Top of RECORDS SHOWN

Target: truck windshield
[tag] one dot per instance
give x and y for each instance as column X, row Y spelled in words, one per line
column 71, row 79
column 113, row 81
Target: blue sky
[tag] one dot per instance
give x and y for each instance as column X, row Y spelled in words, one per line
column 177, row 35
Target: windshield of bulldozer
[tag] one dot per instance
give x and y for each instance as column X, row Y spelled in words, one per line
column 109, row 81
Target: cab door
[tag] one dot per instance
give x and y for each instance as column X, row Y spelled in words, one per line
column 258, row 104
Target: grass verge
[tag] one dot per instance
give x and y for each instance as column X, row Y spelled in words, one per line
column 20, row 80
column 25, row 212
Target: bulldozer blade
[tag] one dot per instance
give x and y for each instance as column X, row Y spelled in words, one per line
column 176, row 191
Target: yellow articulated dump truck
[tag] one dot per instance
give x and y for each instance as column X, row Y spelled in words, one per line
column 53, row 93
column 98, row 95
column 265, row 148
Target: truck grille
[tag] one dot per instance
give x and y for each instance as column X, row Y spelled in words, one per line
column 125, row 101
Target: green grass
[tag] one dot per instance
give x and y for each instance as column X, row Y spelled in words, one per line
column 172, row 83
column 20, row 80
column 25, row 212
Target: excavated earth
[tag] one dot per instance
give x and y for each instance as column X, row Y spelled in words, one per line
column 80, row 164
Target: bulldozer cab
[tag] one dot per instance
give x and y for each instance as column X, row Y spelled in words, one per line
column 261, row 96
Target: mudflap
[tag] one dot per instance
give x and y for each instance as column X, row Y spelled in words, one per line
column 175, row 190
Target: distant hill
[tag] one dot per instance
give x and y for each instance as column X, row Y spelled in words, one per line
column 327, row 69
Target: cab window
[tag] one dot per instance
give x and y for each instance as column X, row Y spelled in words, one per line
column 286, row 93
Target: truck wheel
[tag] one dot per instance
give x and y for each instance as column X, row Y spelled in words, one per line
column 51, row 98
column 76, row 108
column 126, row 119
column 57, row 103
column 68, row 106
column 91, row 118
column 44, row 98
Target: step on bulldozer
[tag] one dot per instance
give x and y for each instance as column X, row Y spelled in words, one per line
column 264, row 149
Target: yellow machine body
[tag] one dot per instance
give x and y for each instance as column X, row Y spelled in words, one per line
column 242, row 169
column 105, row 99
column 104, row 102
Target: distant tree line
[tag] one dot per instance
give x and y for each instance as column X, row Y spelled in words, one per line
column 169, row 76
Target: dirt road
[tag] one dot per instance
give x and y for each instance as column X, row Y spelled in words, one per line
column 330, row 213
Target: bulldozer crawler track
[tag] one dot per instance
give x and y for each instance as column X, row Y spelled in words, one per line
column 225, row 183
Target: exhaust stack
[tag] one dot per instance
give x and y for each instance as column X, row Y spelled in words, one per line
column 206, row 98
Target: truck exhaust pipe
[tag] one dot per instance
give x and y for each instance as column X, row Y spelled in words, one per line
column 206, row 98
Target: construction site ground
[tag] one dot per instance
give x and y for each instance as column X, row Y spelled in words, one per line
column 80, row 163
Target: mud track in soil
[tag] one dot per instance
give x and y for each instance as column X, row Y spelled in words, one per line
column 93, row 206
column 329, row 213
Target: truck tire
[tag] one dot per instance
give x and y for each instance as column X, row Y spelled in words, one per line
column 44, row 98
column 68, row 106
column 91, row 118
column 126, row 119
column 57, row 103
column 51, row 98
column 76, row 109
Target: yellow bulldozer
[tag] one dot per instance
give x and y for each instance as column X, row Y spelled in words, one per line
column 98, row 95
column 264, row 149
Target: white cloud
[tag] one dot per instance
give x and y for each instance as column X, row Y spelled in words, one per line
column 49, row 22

Bottom of RECORDS SHOWN

### YOUR INSTRUCTIONS
Reproduce the data exactly. All of it is needed.

### ANSWER FOR THE TASK
Target: truck windshield
[tag] one dot per instance
give x and y for each instance as column X, row Y spelled in words, one per line
column 71, row 79
column 113, row 81
Target: blue sky
[tag] one dot per instance
give x and y for each instance as column X, row Y spelled in words, one per line
column 177, row 35
Target: windshield of bulldozer
[tag] one dot per instance
give x and y for each instance as column X, row Y spelled in words, one per line
column 109, row 81
Target: cab door
[tag] one dot per instance
give x and y for each instance as column X, row Y spelled in words, one per line
column 258, row 104
Target: grass verge
[tag] one dot per instance
give x and y for each instance as column X, row Y spelled in words, one per line
column 20, row 80
column 25, row 212
Target: bulldozer blade
[tag] one dot per instance
give x and y for each instance as column X, row Y spelled in words, one per line
column 176, row 191
Target: yellow articulated dump truck
[tag] one dot per instance
give x and y for each instance as column X, row Y spelled in words, one per line
column 53, row 93
column 98, row 95
column 265, row 148
Target: truck grille
[tag] one dot per instance
give x and y for each instance as column X, row Y spelled in words, one per line
column 125, row 101
Target: green grass
[tag] one dot per instance
give x and y for each instance as column X, row Y spelled in words, one per line
column 172, row 83
column 20, row 80
column 25, row 212
Target: excavated earth
[tag] one dot per instance
give x and y for each instance as column X, row Y spelled in words, one per line
column 80, row 164
Target: bulldozer cab
[tag] one dot per instance
give x and y for each instance as column X, row Y spelled in words, one per line
column 261, row 96
Target: mudflap
[tag] one dot per instance
give x and y for each instance as column X, row Y spelled in words, one per line
column 175, row 190
Target: distant hill
[tag] one dot per instance
give x and y for each instance as column X, row Y spelled in words, one per line
column 327, row 69
Target: cab window
[tag] one dot per instance
give x and y for each instance as column X, row Y spelled in words, one per line
column 286, row 93
Target: truck wheel
[tag] one dot per instance
give x and y for each instance as column X, row Y spelled in words, one per line
column 51, row 98
column 76, row 108
column 126, row 119
column 57, row 103
column 68, row 106
column 91, row 118
column 44, row 98
Target: step on bulldozer
[tag] one dot per instance
give x and y for each instance as column X, row Y spelled in words, one per line
column 264, row 149
Target: yellow machine body
[tag] one dot per instance
give x and y for each instance as column X, row Y spelled in words, one per line
column 242, row 169
column 105, row 99
column 104, row 102
Target: distant tree line
[tag] one dot per instance
give x and y for each instance as column X, row Y spelled in words, one per line
column 169, row 76
Target: dirt road
[tag] one dot per instance
give x and y for each instance as column X, row Y spelled in words, one per line
column 330, row 213
Target: bulldozer crawler track
[tag] one dot per instance
give x and y for each instance as column X, row Y spelled in words, one per line
column 225, row 183
Target: exhaust stack
[tag] one dot per instance
give x and y for each instance as column X, row Y spelled in words, one per line
column 206, row 98
Target: truck exhaust pipe
[tag] one dot per instance
give x and y for each instance as column X, row Y spelled in words, one per line
column 206, row 98
Target: construction site ground
[tag] one dot per instance
give x and y for each instance as column X, row Y spelled in words, one per line
column 80, row 163
Target: mud track in soil
[tag] one dot per instance
give x and y for each instance as column X, row Y spelled in words, one per line
column 93, row 206
column 329, row 213
Target: truck tire
[tag] one dot per instance
give x and y for each instance as column X, row Y spelled in words, one per line
column 44, row 98
column 68, row 106
column 91, row 118
column 126, row 119
column 57, row 103
column 51, row 98
column 76, row 109
Target: yellow bulldozer
[tag] one dot per instance
give x and y for each instance as column X, row Y spelled in words, one per line
column 98, row 95
column 264, row 149
Target: white cloud
[tag] one dot per instance
give x and y for each instance as column X, row Y spelled in words, one per line
column 49, row 22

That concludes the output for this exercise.